What is being asked
In the listing that follows, how many lines include the string "yellow"? Reply with only the number.

***** Information shown *****

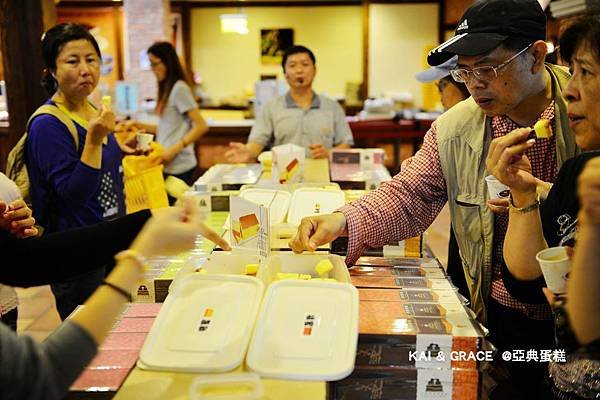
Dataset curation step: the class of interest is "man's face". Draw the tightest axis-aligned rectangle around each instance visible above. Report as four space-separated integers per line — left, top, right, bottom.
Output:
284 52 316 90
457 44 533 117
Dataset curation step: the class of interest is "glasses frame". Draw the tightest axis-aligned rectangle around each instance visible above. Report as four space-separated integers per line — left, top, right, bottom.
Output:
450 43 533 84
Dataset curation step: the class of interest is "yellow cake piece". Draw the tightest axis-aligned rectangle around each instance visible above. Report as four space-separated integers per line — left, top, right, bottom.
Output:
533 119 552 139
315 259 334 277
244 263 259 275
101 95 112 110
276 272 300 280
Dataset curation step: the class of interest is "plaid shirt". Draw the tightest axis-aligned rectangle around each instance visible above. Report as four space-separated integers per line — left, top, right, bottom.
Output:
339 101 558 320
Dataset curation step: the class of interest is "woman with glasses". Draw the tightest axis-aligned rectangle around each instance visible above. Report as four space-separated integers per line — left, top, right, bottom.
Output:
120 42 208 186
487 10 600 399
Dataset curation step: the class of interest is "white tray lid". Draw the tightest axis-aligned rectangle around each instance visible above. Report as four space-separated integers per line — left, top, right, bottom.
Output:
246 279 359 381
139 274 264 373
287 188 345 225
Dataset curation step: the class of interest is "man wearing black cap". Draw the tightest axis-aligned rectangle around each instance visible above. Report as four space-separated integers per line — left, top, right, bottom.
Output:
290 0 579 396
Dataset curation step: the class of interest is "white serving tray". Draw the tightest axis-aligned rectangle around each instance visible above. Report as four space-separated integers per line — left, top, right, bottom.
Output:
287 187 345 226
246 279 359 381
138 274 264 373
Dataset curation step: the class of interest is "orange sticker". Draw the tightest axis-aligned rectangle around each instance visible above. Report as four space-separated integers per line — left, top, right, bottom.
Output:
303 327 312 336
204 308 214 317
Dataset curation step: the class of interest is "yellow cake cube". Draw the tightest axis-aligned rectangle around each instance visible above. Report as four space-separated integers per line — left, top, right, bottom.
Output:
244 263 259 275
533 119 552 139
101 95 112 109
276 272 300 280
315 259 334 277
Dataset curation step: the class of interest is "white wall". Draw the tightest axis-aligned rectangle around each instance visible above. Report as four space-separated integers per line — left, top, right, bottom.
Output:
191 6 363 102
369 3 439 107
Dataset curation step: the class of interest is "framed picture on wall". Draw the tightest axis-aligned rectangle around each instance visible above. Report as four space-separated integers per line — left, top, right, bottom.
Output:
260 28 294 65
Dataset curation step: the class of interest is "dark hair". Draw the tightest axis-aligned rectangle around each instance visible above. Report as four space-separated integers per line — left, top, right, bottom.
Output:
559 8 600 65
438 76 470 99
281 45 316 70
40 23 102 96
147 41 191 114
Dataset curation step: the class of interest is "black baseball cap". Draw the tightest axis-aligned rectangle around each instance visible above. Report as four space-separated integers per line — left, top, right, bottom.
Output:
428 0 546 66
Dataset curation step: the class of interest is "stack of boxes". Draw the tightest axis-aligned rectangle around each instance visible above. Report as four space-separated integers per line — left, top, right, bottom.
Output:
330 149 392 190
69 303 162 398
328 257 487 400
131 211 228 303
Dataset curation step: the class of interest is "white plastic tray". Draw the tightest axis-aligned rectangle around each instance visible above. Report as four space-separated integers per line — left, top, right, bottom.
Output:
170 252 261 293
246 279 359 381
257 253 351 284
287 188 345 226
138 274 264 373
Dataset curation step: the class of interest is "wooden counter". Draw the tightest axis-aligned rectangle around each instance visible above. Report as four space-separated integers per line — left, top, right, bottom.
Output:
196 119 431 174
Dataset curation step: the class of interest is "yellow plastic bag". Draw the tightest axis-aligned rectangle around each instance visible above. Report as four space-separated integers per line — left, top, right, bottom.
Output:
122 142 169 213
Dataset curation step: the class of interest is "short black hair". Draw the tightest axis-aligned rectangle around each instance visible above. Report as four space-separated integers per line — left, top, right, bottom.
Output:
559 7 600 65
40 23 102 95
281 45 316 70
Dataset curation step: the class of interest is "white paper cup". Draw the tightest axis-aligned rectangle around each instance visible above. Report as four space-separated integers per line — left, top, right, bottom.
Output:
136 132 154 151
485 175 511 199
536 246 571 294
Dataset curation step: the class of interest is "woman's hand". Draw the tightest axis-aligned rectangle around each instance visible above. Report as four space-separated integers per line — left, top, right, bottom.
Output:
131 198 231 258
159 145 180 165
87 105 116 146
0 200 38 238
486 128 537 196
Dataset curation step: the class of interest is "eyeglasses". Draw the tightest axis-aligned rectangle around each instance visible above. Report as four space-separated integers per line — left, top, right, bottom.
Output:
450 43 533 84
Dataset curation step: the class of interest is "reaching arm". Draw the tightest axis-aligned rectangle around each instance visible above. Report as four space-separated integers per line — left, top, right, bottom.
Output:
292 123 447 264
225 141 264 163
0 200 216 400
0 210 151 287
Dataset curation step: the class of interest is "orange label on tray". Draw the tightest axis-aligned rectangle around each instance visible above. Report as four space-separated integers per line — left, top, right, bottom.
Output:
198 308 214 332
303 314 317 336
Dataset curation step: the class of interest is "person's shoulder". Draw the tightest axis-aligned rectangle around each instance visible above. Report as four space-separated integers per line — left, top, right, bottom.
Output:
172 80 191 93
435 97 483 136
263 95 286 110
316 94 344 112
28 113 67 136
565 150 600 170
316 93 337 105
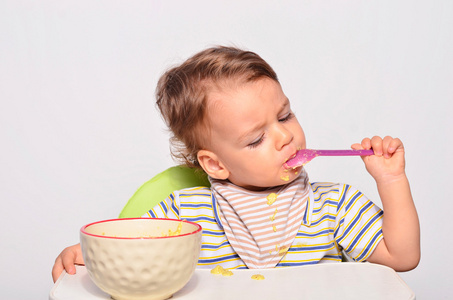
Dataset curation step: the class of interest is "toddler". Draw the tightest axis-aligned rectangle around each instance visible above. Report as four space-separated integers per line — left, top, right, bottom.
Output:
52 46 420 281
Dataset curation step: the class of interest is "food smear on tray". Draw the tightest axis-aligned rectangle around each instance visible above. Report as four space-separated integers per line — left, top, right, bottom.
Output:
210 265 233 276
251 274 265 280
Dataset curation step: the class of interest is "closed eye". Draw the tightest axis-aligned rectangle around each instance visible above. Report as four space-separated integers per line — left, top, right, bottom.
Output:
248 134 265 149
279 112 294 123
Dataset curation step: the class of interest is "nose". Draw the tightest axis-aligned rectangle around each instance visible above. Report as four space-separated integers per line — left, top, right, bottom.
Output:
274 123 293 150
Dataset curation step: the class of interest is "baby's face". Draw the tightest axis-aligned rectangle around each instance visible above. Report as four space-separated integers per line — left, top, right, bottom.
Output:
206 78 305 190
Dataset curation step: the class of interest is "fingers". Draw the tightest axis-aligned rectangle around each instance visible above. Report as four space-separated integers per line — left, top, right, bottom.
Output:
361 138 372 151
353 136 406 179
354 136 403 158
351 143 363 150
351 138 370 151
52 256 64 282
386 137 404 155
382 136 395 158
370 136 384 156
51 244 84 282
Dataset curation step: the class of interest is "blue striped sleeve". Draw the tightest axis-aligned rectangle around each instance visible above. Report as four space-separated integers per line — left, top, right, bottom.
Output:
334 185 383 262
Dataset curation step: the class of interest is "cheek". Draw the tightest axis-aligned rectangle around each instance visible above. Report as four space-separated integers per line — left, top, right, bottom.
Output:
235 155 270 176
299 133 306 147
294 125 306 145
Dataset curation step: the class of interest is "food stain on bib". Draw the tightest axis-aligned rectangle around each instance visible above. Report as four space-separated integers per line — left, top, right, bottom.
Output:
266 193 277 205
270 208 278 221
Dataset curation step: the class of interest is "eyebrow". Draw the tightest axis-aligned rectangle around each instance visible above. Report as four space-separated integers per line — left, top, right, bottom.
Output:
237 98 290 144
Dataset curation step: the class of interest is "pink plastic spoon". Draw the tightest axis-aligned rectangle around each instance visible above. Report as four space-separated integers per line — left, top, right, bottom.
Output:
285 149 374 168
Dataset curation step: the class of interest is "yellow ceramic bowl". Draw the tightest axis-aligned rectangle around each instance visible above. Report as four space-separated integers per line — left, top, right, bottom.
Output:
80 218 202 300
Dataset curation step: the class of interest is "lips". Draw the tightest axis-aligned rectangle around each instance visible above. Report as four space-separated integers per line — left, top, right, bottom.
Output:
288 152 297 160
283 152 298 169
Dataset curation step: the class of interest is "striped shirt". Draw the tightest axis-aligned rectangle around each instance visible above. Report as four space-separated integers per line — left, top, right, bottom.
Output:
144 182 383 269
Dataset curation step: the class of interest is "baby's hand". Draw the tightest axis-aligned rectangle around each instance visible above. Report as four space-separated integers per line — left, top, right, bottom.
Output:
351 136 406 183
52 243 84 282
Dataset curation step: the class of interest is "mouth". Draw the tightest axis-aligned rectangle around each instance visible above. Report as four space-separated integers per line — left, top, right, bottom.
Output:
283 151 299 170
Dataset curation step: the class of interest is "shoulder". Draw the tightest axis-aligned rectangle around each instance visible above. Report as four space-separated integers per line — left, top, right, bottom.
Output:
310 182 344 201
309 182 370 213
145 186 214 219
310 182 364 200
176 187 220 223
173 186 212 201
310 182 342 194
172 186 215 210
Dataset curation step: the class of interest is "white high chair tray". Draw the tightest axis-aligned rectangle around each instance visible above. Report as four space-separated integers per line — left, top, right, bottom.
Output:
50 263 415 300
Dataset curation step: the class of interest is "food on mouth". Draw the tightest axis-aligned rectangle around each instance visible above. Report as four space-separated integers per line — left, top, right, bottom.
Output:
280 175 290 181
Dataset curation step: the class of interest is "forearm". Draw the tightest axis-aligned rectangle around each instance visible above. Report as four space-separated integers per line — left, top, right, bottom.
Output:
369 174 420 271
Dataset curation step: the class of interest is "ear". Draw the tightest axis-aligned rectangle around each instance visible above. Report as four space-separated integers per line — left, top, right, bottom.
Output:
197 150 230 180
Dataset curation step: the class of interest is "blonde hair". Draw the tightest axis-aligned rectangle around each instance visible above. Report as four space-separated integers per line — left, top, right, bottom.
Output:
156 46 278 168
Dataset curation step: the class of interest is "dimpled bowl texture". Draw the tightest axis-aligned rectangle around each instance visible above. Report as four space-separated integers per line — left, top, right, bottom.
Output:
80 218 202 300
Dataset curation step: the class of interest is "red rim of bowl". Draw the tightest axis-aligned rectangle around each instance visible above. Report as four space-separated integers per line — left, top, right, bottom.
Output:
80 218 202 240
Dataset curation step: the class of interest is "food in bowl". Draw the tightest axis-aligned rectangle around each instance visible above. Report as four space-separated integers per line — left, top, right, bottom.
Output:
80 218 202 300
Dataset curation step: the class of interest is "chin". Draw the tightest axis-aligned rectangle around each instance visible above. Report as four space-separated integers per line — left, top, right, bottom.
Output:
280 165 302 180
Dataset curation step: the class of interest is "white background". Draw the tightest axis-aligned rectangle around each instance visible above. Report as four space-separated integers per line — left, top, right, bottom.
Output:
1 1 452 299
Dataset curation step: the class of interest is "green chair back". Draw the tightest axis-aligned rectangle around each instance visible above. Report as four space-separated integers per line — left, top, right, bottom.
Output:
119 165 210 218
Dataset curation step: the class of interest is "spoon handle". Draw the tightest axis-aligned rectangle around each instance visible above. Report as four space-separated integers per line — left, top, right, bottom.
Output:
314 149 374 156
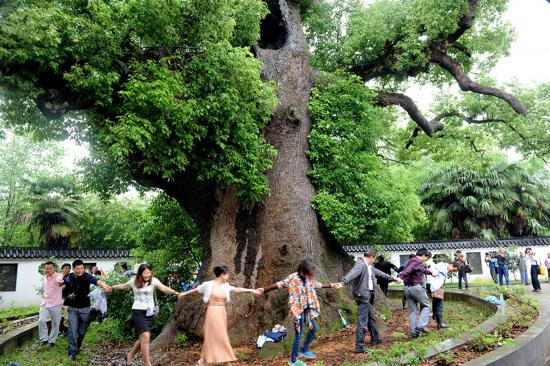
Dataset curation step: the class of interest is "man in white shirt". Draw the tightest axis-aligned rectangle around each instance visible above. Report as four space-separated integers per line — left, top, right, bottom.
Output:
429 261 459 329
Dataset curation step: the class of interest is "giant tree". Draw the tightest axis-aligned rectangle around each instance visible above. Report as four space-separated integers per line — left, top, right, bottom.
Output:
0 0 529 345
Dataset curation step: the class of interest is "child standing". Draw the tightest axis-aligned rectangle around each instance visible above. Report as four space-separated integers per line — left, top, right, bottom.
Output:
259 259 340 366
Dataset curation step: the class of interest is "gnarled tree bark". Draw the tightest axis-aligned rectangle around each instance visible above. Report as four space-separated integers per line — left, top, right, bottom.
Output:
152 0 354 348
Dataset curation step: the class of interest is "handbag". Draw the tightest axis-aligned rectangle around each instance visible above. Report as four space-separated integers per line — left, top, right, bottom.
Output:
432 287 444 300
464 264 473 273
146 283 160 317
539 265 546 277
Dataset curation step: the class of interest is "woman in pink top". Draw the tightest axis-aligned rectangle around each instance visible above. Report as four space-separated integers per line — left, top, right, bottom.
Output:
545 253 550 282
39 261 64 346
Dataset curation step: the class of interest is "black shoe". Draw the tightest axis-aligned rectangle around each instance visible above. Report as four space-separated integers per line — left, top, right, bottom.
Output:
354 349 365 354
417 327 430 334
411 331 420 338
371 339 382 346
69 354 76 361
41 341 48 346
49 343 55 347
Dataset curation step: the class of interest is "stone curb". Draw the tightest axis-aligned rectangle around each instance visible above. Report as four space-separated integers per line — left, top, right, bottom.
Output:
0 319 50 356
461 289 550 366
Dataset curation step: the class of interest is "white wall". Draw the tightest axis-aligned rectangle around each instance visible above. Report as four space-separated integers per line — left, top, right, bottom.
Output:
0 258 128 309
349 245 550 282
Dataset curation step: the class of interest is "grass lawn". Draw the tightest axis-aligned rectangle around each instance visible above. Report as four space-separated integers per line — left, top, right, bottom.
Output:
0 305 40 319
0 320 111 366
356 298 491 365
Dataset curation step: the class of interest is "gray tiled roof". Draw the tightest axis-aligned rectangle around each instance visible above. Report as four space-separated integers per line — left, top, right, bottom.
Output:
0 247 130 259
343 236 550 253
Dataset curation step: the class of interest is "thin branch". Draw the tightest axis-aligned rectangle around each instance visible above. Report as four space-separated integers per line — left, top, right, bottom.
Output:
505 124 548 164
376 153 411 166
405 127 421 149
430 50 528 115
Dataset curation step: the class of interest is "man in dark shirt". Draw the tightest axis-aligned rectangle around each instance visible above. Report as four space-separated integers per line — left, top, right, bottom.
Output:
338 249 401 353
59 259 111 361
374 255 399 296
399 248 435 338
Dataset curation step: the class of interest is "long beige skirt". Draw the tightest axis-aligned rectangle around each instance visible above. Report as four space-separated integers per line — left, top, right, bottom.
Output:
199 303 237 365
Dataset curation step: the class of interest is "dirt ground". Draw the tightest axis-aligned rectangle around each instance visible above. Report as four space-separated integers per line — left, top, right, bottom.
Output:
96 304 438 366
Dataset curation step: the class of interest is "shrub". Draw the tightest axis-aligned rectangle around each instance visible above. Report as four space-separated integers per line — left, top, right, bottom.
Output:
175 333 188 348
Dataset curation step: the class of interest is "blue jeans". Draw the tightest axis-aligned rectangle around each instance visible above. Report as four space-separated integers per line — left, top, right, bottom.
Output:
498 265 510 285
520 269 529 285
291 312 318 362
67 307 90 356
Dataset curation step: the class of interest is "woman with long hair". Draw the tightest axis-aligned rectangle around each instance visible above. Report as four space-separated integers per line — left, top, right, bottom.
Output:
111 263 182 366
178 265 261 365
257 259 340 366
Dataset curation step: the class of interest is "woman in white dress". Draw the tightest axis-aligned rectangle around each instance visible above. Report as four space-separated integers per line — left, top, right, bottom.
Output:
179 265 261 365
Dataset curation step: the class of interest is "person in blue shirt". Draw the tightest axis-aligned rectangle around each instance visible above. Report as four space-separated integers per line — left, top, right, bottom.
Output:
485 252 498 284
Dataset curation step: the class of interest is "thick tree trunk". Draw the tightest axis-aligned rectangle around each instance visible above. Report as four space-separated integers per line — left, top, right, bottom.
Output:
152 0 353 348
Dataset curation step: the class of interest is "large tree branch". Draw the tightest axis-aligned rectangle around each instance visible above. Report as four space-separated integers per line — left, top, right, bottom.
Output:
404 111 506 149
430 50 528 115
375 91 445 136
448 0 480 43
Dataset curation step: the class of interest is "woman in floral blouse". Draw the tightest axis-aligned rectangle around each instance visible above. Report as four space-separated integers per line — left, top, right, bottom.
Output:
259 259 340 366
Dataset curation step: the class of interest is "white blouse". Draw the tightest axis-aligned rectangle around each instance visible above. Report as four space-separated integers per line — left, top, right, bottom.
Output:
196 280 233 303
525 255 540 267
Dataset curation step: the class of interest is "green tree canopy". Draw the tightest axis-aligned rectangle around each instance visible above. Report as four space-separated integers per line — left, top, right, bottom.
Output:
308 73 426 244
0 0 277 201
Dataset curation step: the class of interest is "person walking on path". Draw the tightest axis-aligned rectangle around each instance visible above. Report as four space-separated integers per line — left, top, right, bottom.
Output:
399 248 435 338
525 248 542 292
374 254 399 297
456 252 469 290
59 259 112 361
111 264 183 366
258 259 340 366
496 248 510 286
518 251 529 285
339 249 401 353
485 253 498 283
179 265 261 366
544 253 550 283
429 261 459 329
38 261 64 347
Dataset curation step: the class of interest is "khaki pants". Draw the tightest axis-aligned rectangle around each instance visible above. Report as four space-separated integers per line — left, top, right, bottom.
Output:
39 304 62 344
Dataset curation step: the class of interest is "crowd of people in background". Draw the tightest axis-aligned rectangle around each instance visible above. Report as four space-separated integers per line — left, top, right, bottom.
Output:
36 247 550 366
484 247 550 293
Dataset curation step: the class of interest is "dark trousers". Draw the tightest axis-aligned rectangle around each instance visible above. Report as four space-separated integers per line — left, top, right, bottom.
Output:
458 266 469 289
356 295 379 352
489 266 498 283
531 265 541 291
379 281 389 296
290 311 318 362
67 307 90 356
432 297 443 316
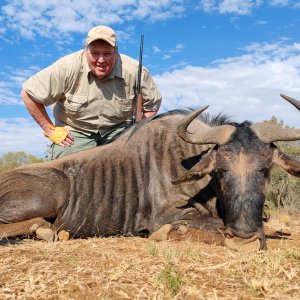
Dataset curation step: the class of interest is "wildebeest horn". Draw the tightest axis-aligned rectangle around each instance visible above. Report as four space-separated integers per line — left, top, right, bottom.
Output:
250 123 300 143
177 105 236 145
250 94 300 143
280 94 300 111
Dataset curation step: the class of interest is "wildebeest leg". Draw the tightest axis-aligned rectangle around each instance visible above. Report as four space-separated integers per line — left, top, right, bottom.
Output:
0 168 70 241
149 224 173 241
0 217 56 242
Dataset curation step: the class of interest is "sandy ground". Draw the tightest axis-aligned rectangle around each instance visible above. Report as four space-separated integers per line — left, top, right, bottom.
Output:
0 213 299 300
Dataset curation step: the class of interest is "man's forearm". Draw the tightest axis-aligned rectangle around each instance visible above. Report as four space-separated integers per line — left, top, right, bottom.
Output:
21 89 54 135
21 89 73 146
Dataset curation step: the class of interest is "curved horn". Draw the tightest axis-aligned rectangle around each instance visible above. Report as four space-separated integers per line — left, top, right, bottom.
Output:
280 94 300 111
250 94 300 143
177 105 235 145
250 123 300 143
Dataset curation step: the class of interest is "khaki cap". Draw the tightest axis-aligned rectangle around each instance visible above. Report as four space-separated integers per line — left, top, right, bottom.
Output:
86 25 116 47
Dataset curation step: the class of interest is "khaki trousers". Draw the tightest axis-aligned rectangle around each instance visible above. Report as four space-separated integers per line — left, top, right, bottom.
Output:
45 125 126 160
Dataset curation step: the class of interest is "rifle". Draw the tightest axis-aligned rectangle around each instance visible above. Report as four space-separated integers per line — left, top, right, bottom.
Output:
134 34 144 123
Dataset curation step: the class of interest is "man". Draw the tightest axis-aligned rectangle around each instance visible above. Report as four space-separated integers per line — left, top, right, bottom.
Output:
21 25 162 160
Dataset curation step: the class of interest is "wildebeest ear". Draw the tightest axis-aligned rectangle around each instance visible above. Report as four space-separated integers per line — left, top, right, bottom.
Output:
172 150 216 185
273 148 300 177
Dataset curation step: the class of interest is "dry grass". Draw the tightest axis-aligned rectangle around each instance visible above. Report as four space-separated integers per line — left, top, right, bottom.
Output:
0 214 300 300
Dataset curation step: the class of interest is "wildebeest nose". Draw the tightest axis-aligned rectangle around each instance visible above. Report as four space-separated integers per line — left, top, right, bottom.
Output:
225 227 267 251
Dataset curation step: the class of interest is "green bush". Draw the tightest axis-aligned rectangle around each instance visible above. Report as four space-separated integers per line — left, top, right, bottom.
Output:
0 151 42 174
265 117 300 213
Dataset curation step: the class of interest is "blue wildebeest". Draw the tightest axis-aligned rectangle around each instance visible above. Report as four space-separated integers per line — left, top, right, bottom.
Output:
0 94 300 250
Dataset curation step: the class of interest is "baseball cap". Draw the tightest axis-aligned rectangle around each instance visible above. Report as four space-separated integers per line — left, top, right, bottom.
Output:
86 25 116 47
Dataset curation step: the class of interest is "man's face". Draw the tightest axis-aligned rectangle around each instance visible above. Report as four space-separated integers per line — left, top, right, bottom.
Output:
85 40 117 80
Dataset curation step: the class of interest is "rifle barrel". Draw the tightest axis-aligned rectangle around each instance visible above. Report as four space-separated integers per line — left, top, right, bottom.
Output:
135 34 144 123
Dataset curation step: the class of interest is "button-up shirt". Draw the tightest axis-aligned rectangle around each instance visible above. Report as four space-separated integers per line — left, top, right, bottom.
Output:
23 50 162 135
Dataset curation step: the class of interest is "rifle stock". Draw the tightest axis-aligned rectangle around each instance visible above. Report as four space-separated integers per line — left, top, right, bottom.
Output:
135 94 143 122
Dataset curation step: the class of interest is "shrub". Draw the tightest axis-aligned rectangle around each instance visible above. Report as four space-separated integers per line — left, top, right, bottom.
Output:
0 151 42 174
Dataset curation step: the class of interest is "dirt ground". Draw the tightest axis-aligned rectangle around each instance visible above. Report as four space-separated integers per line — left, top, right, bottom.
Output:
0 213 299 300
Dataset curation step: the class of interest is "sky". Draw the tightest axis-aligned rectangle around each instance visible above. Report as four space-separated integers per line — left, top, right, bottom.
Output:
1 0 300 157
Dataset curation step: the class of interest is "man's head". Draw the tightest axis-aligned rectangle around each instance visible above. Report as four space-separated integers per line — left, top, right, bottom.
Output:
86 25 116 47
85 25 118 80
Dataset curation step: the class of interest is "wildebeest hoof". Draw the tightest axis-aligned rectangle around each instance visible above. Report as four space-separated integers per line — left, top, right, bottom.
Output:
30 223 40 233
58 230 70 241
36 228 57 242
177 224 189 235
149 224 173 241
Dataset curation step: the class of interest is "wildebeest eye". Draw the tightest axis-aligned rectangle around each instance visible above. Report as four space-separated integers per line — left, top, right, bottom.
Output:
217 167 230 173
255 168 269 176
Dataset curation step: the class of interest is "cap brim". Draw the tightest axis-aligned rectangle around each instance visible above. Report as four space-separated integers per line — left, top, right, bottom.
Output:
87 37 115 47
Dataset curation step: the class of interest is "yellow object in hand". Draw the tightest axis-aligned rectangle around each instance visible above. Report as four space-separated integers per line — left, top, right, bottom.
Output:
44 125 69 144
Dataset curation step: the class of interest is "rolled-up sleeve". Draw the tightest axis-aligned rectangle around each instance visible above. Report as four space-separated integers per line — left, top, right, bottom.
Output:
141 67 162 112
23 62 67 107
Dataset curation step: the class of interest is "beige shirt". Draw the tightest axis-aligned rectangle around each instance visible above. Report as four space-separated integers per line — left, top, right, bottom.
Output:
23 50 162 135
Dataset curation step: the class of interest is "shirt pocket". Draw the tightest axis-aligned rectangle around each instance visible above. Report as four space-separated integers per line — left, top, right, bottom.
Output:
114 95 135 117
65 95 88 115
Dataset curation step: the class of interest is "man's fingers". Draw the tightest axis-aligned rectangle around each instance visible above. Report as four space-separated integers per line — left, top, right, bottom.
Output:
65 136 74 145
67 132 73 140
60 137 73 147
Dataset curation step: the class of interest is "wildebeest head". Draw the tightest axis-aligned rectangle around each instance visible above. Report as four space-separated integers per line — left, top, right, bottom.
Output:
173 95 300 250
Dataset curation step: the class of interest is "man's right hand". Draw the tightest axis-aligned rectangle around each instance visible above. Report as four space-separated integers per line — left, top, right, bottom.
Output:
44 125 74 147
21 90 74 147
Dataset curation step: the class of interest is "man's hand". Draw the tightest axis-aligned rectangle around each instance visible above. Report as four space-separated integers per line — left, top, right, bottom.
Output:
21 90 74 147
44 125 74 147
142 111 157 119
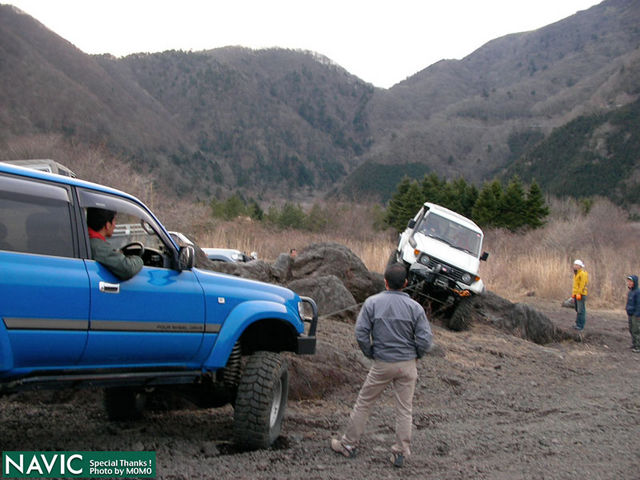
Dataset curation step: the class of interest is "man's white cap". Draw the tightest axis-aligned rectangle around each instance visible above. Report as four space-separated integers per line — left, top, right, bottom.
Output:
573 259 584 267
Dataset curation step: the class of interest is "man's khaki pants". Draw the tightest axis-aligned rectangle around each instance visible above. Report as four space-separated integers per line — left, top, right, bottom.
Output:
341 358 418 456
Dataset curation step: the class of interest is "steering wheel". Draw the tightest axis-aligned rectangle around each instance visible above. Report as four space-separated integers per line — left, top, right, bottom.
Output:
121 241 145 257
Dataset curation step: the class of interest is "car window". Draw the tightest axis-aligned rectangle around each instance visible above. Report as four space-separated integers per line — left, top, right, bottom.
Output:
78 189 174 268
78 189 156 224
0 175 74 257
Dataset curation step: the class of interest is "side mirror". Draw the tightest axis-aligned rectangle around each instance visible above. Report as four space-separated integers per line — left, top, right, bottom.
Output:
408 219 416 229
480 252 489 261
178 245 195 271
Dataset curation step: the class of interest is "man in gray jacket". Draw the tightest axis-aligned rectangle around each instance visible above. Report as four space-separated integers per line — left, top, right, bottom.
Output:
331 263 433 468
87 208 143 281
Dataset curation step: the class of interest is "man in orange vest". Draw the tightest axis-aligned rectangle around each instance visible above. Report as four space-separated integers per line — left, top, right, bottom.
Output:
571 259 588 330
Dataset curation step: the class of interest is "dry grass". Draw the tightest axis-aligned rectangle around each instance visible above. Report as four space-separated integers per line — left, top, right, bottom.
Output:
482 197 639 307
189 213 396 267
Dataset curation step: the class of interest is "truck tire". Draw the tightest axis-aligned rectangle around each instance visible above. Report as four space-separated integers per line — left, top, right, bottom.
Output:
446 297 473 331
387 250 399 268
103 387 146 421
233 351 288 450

*****

Response area
5